__Task goal__: Find the line that contains "the white uniform?". Repeat that line and all lines following it, exactly, through the end of the listing below.

__Listed records__:
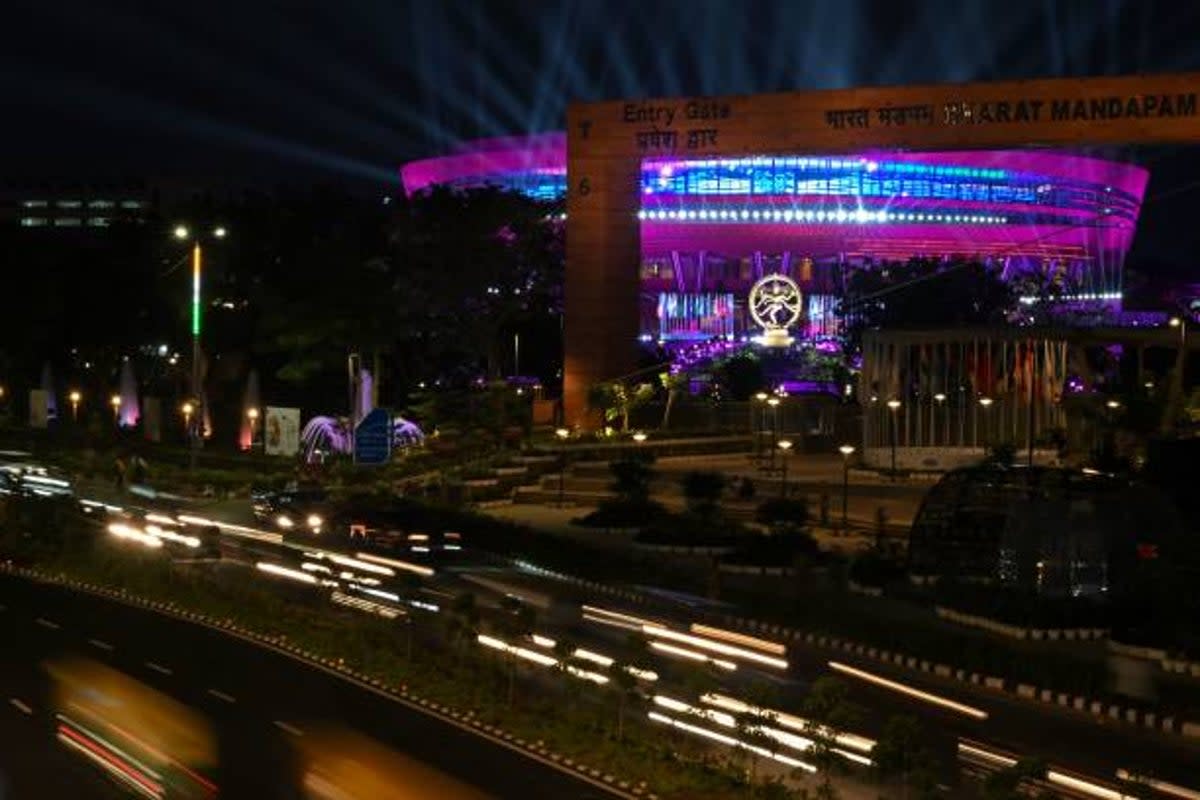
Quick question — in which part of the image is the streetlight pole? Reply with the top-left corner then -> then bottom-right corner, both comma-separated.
886,399 -> 901,480
838,444 -> 855,529
753,391 -> 768,465
979,396 -> 994,452
174,224 -> 226,469
933,393 -> 946,447
555,427 -> 570,507
777,439 -> 793,497
767,396 -> 780,472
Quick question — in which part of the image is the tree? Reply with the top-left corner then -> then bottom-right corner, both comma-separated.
871,715 -> 936,799
801,678 -> 858,797
444,592 -> 481,664
659,371 -> 687,429
755,497 -> 810,539
588,381 -> 655,432
495,597 -> 537,707
609,663 -> 641,741
609,456 -> 655,507
982,757 -> 1048,800
681,470 -> 726,517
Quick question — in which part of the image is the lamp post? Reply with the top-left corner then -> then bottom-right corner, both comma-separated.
978,396 -> 994,450
181,402 -> 194,439
777,439 -> 793,497
933,392 -> 946,447
110,394 -> 121,428
766,396 -> 781,472
1166,316 -> 1188,431
838,444 -> 855,528
555,427 -> 570,507
247,407 -> 260,450
174,223 -> 226,468
886,399 -> 901,480
753,391 -> 768,464
69,390 -> 81,422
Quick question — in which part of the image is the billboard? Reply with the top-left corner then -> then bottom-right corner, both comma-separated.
264,407 -> 301,457
29,389 -> 49,429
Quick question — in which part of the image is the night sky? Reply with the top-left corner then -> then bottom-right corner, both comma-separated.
6,0 -> 1200,267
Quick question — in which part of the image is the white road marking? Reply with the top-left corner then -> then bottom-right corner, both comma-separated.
273,720 -> 303,736
35,617 -> 60,630
207,688 -> 236,704
9,698 -> 32,715
88,638 -> 114,652
144,661 -> 173,676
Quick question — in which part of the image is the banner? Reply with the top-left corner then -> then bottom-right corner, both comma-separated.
264,407 -> 301,457
29,389 -> 49,429
142,397 -> 162,442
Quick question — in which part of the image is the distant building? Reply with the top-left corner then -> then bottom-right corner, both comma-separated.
0,178 -> 154,232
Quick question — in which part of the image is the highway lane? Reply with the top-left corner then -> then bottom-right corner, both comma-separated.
0,574 -> 626,800
75,496 -> 1200,794
505,572 -> 1200,792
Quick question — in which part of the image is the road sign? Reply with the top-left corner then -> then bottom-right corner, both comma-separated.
354,408 -> 392,465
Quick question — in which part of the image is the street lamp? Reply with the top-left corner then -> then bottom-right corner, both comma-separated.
181,402 -> 194,436
838,444 -> 856,528
110,394 -> 121,427
978,396 -> 994,449
777,439 -> 793,497
766,396 -> 781,472
933,392 -> 947,447
69,390 -> 81,422
555,427 -> 570,507
247,406 -> 260,450
886,399 -> 901,480
632,431 -> 647,444
754,391 -> 769,463
174,223 -> 227,468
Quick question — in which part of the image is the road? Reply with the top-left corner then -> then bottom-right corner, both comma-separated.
0,573 -> 626,800
62,487 -> 1200,796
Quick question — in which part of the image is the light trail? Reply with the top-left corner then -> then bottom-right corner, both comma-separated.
649,640 -> 737,671
256,562 -> 318,585
828,661 -> 989,719
645,625 -> 789,669
702,693 -> 877,755
647,711 -> 816,773
354,551 -> 435,577
689,623 -> 787,655
1115,770 -> 1200,800
1047,770 -> 1138,800
176,514 -> 281,544
107,523 -> 163,549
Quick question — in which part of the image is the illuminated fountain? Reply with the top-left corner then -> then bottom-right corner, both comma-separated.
117,360 -> 140,428
300,415 -> 425,463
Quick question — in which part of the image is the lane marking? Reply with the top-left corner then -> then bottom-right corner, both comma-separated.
35,617 -> 60,630
88,638 -> 114,652
274,720 -> 303,736
828,661 -> 989,720
144,661 -> 173,676
207,688 -> 236,704
9,698 -> 33,715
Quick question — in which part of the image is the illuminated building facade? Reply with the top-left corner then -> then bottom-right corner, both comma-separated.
402,133 -> 1148,345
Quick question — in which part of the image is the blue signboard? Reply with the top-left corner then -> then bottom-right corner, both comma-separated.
353,408 -> 392,465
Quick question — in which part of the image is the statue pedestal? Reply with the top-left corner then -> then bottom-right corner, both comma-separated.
754,329 -> 794,348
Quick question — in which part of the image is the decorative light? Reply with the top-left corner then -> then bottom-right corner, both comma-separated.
978,396 -> 994,408
886,399 -> 901,411
173,225 -> 189,240
838,444 -> 856,456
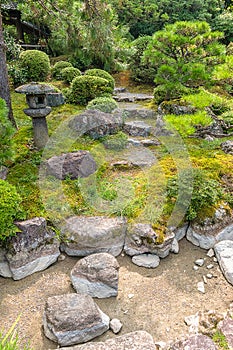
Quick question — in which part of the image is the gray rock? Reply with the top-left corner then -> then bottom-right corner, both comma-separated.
170,334 -> 217,350
45,151 -> 97,180
114,92 -> 153,102
173,224 -> 189,241
214,240 -> 233,285
118,107 -> 157,120
197,281 -> 205,293
0,166 -> 8,180
132,254 -> 160,268
170,238 -> 179,254
217,318 -> 233,348
123,121 -> 152,137
59,330 -> 156,349
186,207 -> 233,249
61,216 -> 127,257
221,140 -> 233,155
124,224 -> 175,258
110,318 -> 122,334
126,146 -> 157,167
5,217 -> 60,280
159,102 -> 196,115
195,259 -> 205,267
43,293 -> 109,346
71,253 -> 119,298
207,248 -> 215,258
69,109 -> 123,139
0,247 -> 12,278
46,92 -> 65,107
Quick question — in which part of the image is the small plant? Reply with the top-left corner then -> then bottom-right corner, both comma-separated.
61,67 -> 81,83
0,180 -> 24,241
85,68 -> 115,89
212,330 -> 229,349
87,96 -> 118,113
19,50 -> 50,82
67,75 -> 113,105
51,61 -> 73,79
0,98 -> 15,166
103,131 -> 128,150
0,316 -> 32,350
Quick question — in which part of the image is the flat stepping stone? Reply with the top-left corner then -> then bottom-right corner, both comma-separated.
71,253 -> 119,298
171,334 -> 217,349
59,330 -> 156,349
114,92 -> 153,102
214,240 -> 233,285
132,254 -> 160,268
43,293 -> 109,347
123,121 -> 152,137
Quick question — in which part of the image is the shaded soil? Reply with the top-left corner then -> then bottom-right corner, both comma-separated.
0,239 -> 232,349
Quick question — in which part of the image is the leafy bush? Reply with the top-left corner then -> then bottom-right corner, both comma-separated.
166,169 -> 224,221
51,61 -> 73,79
0,180 -> 23,241
67,75 -> 113,105
103,131 -> 128,150
7,63 -> 28,87
19,50 -> 50,82
85,69 -> 115,89
0,99 -> 15,166
183,89 -> 228,109
87,96 -> 118,113
61,67 -> 81,83
3,29 -> 22,61
154,83 -> 189,104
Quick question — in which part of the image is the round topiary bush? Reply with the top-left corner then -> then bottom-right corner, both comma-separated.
0,180 -> 23,241
19,50 -> 50,82
61,67 -> 82,83
68,75 -> 114,105
85,69 -> 115,89
51,61 -> 73,79
87,96 -> 118,113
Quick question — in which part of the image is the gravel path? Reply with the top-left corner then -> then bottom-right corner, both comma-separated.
0,239 -> 232,349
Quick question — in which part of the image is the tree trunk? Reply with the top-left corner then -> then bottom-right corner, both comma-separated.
0,11 -> 17,128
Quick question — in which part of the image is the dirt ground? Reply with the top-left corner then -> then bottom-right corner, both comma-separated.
0,238 -> 232,350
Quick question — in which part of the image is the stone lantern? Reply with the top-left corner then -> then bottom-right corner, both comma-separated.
15,82 -> 55,150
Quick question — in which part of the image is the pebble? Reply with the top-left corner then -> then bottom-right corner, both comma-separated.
213,257 -> 218,262
197,281 -> 205,293
193,265 -> 199,271
128,293 -> 134,299
110,318 -> 123,334
203,275 -> 207,284
195,258 -> 205,267
207,264 -> 214,269
206,248 -> 215,258
206,273 -> 213,279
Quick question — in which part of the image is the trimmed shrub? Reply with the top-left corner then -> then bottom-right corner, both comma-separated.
103,131 -> 128,150
0,98 -> 15,166
51,61 -> 73,79
68,75 -> 113,105
87,96 -> 118,113
0,180 -> 23,241
85,69 -> 115,89
19,50 -> 50,82
61,67 -> 81,83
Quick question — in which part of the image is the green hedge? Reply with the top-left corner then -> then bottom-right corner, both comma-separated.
19,50 -> 50,82
85,69 -> 115,89
87,96 -> 118,113
61,67 -> 81,83
51,61 -> 73,79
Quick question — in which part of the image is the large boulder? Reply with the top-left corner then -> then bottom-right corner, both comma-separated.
43,293 -> 109,347
214,240 -> 233,285
124,223 -> 175,258
61,216 -> 127,257
170,334 -> 217,350
123,121 -> 152,137
59,330 -> 156,349
186,207 -> 233,249
69,109 -> 123,139
3,217 -> 60,280
71,253 -> 119,298
45,151 -> 97,180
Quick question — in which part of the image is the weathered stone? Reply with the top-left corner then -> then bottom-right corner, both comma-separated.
71,253 -> 119,298
186,207 -> 233,249
46,92 -> 65,107
173,224 -> 189,241
61,216 -> 127,257
170,334 -> 217,350
170,238 -> 179,254
123,121 -> 152,137
0,247 -> 12,278
43,293 -> 109,346
5,217 -> 60,280
207,248 -> 215,258
218,318 -> 233,348
110,318 -> 122,334
132,254 -> 160,268
195,259 -> 205,267
59,330 -> 156,349
126,146 -> 157,167
159,101 -> 196,115
214,240 -> 233,285
69,110 -> 123,139
0,166 -> 8,180
221,140 -> 233,155
114,92 -> 153,102
118,107 -> 157,120
45,151 -> 97,180
124,224 -> 175,258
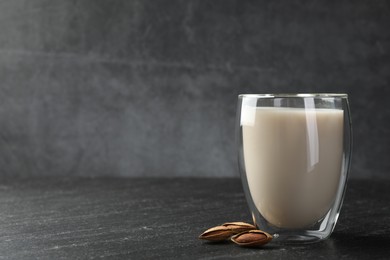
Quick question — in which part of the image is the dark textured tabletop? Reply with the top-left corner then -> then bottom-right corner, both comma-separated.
0,177 -> 388,259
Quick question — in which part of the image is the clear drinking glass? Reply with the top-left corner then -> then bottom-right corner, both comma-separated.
237,94 -> 352,243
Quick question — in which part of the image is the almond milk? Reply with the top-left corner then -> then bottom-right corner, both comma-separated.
241,107 -> 344,228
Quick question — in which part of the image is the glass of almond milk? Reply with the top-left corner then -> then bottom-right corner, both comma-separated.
237,94 -> 352,243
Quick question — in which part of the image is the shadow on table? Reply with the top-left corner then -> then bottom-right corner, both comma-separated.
201,241 -> 280,251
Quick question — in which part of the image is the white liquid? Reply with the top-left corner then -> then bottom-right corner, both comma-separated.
242,107 -> 344,228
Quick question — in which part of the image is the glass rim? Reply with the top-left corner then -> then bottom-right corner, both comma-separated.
238,93 -> 348,98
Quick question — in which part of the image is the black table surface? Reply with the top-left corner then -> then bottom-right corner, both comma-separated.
0,177 -> 388,259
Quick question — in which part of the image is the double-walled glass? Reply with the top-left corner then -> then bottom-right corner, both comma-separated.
237,94 -> 352,243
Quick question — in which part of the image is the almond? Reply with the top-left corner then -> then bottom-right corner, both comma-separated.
231,230 -> 273,247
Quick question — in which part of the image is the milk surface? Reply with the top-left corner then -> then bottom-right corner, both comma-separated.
241,107 -> 344,228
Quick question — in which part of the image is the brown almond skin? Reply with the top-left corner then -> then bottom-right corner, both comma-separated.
199,222 -> 256,241
199,226 -> 233,241
222,222 -> 256,233
222,222 -> 256,229
231,230 -> 273,247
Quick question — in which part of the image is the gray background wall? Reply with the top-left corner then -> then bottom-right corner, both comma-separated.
0,0 -> 388,178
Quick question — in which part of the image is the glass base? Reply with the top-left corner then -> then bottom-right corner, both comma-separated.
270,232 -> 327,244
250,208 -> 337,244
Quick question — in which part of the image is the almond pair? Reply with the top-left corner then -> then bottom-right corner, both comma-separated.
199,222 -> 272,247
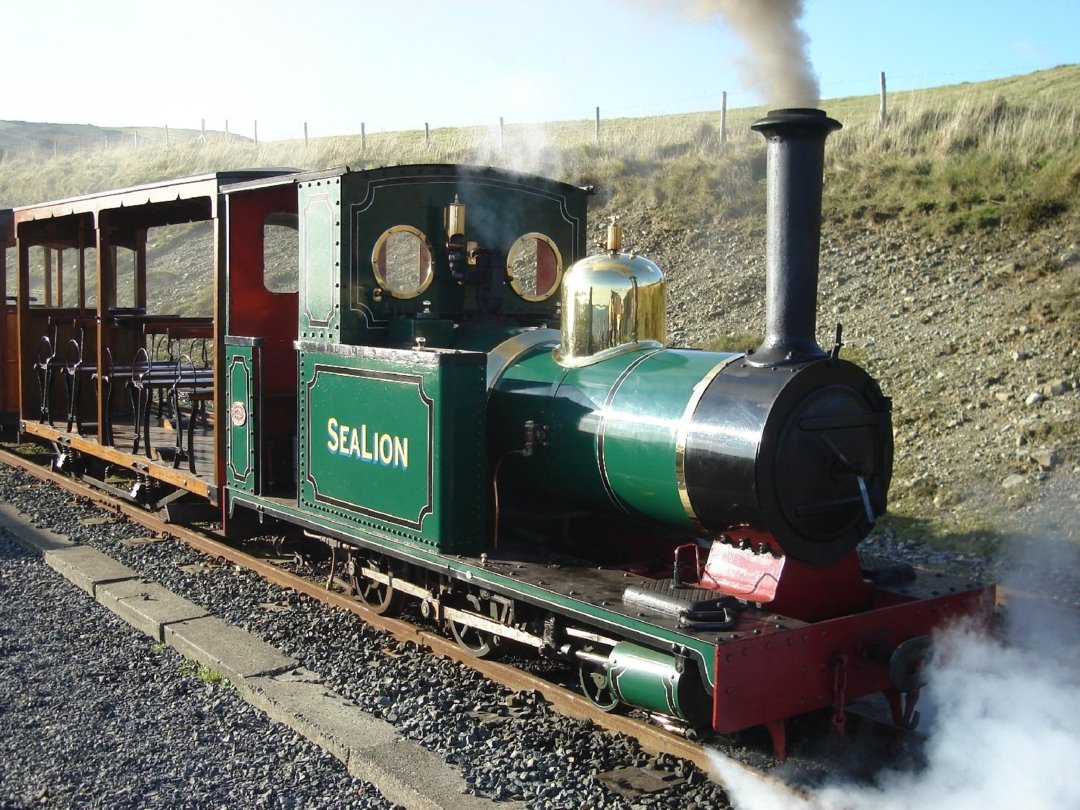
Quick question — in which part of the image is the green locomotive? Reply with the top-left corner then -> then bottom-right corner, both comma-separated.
221,112 -> 990,757
7,110 -> 991,758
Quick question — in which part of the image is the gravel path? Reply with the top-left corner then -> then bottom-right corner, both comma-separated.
0,466 -> 733,809
0,527 -> 392,810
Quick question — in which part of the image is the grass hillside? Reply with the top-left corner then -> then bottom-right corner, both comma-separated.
0,121 -> 213,165
1,65 -> 1077,234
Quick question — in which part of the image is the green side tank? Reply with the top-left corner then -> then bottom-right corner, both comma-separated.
490,341 -> 740,533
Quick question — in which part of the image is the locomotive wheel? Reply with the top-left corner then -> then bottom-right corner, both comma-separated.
578,655 -> 619,712
353,557 -> 404,617
449,620 -> 497,658
447,592 -> 504,659
356,577 -> 403,616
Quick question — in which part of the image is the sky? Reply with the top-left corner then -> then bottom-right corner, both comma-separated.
1,0 -> 1078,142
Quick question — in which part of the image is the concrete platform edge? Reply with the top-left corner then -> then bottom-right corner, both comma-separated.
5,518 -> 513,809
0,502 -> 76,553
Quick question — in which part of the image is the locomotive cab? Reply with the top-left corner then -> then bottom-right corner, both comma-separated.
226,165 -> 589,555
292,165 -> 586,351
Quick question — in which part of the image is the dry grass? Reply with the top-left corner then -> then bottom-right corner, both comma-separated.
2,65 -> 1078,232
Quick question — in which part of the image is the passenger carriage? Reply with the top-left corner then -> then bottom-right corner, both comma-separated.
11,170 -> 295,510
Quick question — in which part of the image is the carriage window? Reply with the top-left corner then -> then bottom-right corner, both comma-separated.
4,246 -> 13,303
83,247 -> 97,307
26,246 -> 63,307
26,247 -> 44,306
264,212 -> 299,294
60,248 -> 80,307
507,233 -> 562,301
147,221 -> 212,315
371,226 -> 433,299
114,246 -> 137,310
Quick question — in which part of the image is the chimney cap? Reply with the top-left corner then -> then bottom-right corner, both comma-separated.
752,108 -> 842,136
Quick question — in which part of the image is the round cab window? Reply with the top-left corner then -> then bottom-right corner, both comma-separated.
372,226 -> 434,299
507,233 -> 562,302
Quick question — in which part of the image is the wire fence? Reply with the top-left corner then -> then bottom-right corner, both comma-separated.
0,81 -> 753,163
0,70 -> 909,165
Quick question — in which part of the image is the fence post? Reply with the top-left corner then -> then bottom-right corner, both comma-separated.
595,107 -> 600,144
361,122 -> 366,153
499,116 -> 504,151
225,119 -> 230,144
304,122 -> 308,147
425,123 -> 430,149
720,91 -> 728,144
200,118 -> 206,144
254,121 -> 258,147
134,130 -> 138,150
105,135 -> 109,150
165,125 -> 170,147
879,71 -> 888,127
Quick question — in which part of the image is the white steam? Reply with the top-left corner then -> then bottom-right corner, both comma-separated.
710,537 -> 1080,810
469,123 -> 567,178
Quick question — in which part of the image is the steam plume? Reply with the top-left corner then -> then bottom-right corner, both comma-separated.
688,0 -> 820,108
709,499 -> 1080,810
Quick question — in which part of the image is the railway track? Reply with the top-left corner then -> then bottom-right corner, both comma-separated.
0,442 -> 812,804
10,441 -> 1071,807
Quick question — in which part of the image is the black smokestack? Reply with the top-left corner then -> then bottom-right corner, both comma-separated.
748,108 -> 841,367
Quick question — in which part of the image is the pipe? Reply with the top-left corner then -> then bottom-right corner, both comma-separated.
747,108 -> 841,367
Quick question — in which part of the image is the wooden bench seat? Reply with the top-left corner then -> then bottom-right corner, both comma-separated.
128,349 -> 214,471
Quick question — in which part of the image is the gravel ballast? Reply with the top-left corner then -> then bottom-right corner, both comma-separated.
0,526 -> 392,810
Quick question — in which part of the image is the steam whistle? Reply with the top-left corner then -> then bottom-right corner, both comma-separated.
444,194 -> 504,287
606,217 -> 623,253
445,195 -> 468,283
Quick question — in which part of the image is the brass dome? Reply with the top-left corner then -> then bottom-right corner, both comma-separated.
554,247 -> 666,368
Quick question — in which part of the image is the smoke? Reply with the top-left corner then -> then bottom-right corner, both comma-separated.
709,529 -> 1080,810
685,0 -> 820,108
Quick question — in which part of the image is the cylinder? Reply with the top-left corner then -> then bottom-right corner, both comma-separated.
748,109 -> 841,367
606,641 -> 711,726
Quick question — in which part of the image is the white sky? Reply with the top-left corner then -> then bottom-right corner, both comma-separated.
2,0 -> 1077,141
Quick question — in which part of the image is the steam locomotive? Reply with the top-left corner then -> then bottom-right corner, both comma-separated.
1,109 -> 993,758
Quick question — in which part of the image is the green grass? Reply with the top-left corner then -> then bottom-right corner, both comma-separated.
148,641 -> 228,686
178,658 -> 227,685
699,331 -> 761,354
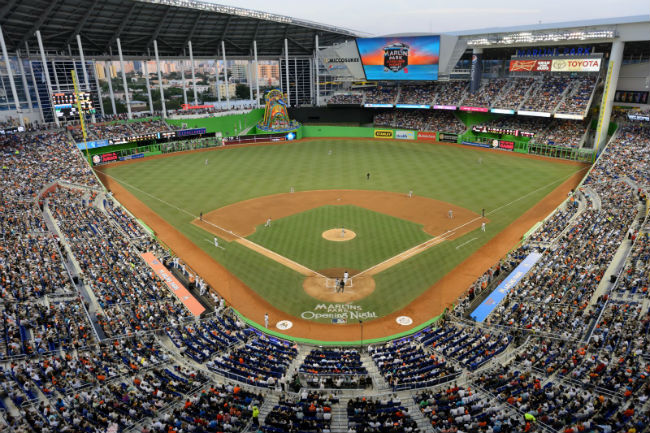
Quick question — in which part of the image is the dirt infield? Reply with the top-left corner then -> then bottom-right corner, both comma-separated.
192,189 -> 483,241
322,228 -> 356,241
95,142 -> 589,343
303,268 -> 375,303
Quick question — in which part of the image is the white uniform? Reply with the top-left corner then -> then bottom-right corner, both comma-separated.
448,209 -> 453,219
265,218 -> 272,227
343,271 -> 349,285
481,222 -> 486,232
408,190 -> 413,198
214,237 -> 219,247
264,313 -> 269,328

__Your response__:
Quick question — in which part of the image is the white uniform? Reply with the top-left corner then -> then bottom-right corner, both comma-separated.
448,209 -> 453,219
265,218 -> 272,227
343,271 -> 349,285
481,222 -> 486,232
408,190 -> 413,198
214,237 -> 219,247
264,313 -> 269,328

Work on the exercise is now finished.